═══ EXCERPTED RECORDS ═══

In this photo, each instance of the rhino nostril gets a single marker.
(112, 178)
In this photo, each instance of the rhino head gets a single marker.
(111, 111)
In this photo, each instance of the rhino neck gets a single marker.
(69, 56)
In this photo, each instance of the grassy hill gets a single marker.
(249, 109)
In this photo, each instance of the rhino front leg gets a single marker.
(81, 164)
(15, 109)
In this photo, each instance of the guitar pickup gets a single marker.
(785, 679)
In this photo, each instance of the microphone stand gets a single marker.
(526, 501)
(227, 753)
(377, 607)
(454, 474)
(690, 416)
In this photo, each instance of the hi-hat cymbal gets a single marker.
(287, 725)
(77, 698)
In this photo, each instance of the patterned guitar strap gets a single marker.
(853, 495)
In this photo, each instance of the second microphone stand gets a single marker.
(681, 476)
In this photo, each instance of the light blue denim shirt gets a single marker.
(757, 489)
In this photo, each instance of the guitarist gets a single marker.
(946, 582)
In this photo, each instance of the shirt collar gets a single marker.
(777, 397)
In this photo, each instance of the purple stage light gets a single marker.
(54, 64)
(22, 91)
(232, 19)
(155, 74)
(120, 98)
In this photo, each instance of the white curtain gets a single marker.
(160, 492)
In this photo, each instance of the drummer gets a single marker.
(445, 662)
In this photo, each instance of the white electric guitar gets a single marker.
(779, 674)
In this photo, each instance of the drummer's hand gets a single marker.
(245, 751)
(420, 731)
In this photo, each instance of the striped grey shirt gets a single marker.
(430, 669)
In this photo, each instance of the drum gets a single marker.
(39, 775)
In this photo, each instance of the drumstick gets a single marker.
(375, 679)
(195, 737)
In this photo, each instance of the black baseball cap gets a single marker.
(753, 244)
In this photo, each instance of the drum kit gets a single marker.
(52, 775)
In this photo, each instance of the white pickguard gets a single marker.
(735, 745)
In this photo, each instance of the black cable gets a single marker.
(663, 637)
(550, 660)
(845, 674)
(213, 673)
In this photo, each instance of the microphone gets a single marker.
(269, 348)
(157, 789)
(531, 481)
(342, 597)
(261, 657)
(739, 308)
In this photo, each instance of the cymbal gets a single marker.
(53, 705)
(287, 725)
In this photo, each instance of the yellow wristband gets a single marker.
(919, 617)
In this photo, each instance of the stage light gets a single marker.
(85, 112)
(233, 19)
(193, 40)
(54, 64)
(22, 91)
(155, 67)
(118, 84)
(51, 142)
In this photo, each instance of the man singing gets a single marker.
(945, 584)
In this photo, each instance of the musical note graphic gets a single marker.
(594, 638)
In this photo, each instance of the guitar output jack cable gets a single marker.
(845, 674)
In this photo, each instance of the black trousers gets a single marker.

═══

*OBJECTIVE:* Copy the records word for word, from the line containing "In this photo, each instance of the yellow" through the end of the records, including both of those lines.

*RESPONSE BELOW:*
In this photo, each instance of the yellow wristband gets a single marker.
(919, 617)
In this photo, each instance of the stage light gets a single marker.
(85, 112)
(233, 19)
(193, 40)
(54, 64)
(22, 91)
(155, 67)
(118, 84)
(51, 142)
In this photo, each instance of the man singing gets a single marker.
(945, 584)
In this photo, each instance of the musical note graphic gets a single marker.
(594, 638)
In this photo, each instance of the guitar output jack cable gets a single marker.
(845, 674)
In this photo, each instance of the black trousers gets a single marker.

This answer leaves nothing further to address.